Given instruction: Write out the records below again, substituting "four whole numbers" for every "four integers" and leaving everything else as it is.

[Data entries]
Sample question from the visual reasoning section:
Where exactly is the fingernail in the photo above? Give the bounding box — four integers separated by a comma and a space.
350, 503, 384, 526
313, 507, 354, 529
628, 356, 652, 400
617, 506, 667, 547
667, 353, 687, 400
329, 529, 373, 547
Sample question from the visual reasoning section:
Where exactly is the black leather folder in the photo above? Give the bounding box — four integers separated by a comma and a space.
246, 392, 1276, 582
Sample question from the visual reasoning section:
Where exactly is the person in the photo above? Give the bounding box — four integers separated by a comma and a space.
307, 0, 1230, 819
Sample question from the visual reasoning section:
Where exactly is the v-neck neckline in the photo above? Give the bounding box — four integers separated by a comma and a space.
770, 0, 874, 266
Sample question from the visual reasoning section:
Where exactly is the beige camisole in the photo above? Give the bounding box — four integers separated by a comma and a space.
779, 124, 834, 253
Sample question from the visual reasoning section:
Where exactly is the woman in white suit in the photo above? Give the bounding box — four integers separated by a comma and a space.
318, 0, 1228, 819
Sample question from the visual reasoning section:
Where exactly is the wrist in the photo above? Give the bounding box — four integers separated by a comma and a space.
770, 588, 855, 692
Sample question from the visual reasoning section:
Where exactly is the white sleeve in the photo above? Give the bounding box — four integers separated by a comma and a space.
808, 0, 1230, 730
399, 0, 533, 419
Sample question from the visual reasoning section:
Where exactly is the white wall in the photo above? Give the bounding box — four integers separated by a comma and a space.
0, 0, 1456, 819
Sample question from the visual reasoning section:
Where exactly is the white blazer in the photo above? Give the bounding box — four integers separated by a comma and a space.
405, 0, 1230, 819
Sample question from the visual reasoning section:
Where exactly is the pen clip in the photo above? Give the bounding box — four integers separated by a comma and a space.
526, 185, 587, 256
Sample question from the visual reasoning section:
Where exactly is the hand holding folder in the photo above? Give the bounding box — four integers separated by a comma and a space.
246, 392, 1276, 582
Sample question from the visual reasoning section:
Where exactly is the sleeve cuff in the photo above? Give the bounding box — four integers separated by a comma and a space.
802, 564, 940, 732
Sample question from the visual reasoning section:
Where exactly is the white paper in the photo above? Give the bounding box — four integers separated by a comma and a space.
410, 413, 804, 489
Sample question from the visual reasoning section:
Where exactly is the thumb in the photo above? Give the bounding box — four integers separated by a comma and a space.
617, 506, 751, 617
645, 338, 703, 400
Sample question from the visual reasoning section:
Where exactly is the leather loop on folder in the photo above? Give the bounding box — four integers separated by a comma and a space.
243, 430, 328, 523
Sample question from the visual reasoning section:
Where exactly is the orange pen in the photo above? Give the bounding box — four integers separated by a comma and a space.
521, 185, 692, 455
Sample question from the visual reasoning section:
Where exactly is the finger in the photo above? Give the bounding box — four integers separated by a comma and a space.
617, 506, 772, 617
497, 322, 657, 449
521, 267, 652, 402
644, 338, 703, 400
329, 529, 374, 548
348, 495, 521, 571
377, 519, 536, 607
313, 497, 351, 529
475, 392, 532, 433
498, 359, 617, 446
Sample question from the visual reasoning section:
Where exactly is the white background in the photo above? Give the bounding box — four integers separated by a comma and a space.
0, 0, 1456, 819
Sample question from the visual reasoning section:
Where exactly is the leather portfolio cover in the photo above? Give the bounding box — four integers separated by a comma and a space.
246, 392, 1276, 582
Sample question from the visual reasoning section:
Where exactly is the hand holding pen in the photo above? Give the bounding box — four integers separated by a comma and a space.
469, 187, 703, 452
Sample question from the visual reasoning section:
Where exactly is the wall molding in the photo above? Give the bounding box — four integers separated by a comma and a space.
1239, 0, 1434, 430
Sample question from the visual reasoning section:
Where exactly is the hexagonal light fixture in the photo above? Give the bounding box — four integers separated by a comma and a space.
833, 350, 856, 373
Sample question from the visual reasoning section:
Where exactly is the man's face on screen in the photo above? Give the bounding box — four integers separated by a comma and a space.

Result of this exercise:
Sample question from the visual reasoning section:
Where exactly is the fingernail in the photo above? Give the bounding box — four whole numbers separated by a comma and a space.
350, 503, 384, 526
313, 507, 354, 529
628, 356, 652, 400
617, 506, 667, 547
667, 353, 687, 400
329, 529, 373, 547
Sample question from the visual reasoning section:
Where exactly is the black leather folder in the photo above? Give the bounding box — four whole numbers separated by a comma and a space.
246, 392, 1276, 582
Sample question from the visual reasoning section:
Where exactly is the person in the photo above? Give the bounding box — four whole numbers separated by a comma and a space.
307, 0, 1230, 819
Sample question from the visual reasoning section:
Where exactly is the v-neck neckline in the photo above? Give the bounding box — four whole numbers separated by a comma and a space.
770, 0, 874, 266
Sample question from the visual reasoning section:
Where exactly is the beige camisole in the photo above? Give the bounding box — four whole numbers separated by a comma and a space.
779, 124, 834, 253
Sample question from the visual reasoning section:
Where exactly is the woman in white suit in the photo above? Give the bounding box — four whole numbers separated by a comma and a space.
318, 0, 1228, 819
Sample question from the visual reasoning section:
Where exactly is the wrist in the photo above? Give the bounding box — four whole numbers separated by a comma and a space.
770, 588, 855, 692
Sample question from the visual reasoning section:
Where exactly is the white sleeve in the photo above? Give the bounding box — four whole numbers separated by a comma and a space.
808, 0, 1230, 730
399, 0, 533, 419
Sample question from the visual reasoning section:
Where exactly is the white wall in the photo above? Give the bounding box — four whole numbers separated by a comma and a space.
0, 0, 1456, 819
Sample question from the visual reasoning section:
Where exactly is the white blazer in the photo above? Give the bounding box — four whole numbers separated by a comma and a space.
405, 0, 1230, 819
Sample question from the visual reasoning section:
Where exactly is the pen clip in the photo above? Give the bounding box — four whole numbers separated by a comma and a space.
526, 185, 587, 256
Sample question from the visual reasoning section:
Where exactly is the hand holding folder in the photo above? Give the bounding box — four whole numbers separated by a comma and a space.
246, 392, 1276, 582
Sample question from the visual reasoning section:
Where exactly is the sleeve cuff in the photo above? Give the bounding box — four whole numbers separated by a comma and a space.
802, 564, 940, 732
Sample question from the visual reasoning section:
Where exactly is the white paper in the photo above? Give the bounding box — four whole numbers separated by a comma and a space.
410, 413, 804, 489
Sample question from the visual reasoning section:
Where exactly is the thumb in the photo above? Give the bounding box — four whole numbers separated by a comma and a space.
617, 506, 751, 617
645, 338, 703, 400
Sample question from the visual reasoning section:
Where exactly is the leather loop on folder in the photo above? Give the bounding box — four whole numbers separated by a comma and a space.
243, 430, 328, 523
Sample question from the visual reasoning section:
Where exactly is the orange pen in the photo above? Give the bounding box — four whole numbers separated by a comma and a space.
521, 185, 692, 455
Sample question from the visual reasoning section:
Where exactly is the finger in the photo above? Give the bounding box — four whole numbers separated by a comma and a space.
617, 506, 772, 617
497, 322, 657, 449
521, 267, 652, 402
644, 338, 703, 400
329, 529, 374, 548
348, 495, 521, 571
377, 519, 536, 607
313, 497, 351, 529
475, 392, 532, 433
498, 359, 617, 446
Sample question from the visual reasoning section:
Where exactly is the white background in the photo above? Give the bounding box — four whole numbers separated by a comma and a space.
0, 0, 1456, 819
Sample question from the visual reasoning section:
Where exactly is the leather portfolio cover in the photo above? Give the bounding box — four whole numbers separated by a comma and a space.
246, 392, 1276, 582
Sample question from the visual reasoning section:
Where exactly is the hand holding pen in the photo above? Give the bounding box — four whole numbers separated by a comma and a space.
469, 187, 703, 452
Sample question from the visual reasoning section:
Where exactly is the wall molding in the photo above? Give the bounding box — four whole numbers separated by a comma and a space.
1239, 0, 1434, 430
Sample question from the visual reasoning section:
Where exactly is the hexagonal light fixture in the photo above? Give the bounding box — four whole numbers separated by a comma and a space.
833, 350, 856, 373
Sample question from the visual reasoning section:
Where exactly is the man's face on screen in the photo above? Give the bounding box — four whole numbers separated by a comma and a space.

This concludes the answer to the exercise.